> GIVEN PROBLEM
Pull out every line in the records that contains the word "green".

> GIVEN DATA

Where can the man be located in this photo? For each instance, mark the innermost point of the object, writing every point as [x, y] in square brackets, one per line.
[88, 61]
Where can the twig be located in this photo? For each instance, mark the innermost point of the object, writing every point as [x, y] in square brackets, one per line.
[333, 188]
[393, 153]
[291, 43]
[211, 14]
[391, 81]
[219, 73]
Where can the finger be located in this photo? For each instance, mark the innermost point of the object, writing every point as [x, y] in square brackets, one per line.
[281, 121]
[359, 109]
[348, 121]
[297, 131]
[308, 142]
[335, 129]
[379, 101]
...
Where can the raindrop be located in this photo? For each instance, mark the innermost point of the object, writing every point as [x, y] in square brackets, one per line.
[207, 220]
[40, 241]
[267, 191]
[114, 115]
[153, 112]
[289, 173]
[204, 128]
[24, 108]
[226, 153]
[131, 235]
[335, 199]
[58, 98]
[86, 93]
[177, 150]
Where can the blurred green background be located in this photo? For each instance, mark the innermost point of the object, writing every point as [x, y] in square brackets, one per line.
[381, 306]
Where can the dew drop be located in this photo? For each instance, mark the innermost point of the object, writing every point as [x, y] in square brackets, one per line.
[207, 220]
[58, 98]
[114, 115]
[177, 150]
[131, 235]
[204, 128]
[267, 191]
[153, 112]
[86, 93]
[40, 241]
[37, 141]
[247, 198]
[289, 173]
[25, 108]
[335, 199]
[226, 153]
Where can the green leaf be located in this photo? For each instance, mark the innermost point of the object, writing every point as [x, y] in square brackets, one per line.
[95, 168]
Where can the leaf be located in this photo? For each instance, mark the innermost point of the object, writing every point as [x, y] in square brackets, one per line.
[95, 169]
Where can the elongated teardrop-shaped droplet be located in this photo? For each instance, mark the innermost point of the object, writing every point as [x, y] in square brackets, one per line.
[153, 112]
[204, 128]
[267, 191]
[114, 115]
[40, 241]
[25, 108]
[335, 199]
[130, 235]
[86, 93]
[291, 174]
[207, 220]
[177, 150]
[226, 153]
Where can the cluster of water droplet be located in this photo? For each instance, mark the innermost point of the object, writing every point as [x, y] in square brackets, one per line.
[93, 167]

> CORRECT RESULT
Where can the blurred green background be located in this photo? For each instance, mark the innermost point of the object, writing every point as [x, y] in square brackets, one per line.
Where can the green leaf be located in this photo? For each instance, mark the innermost point of the object, writing every point as [x, y] in square brackets, one per line.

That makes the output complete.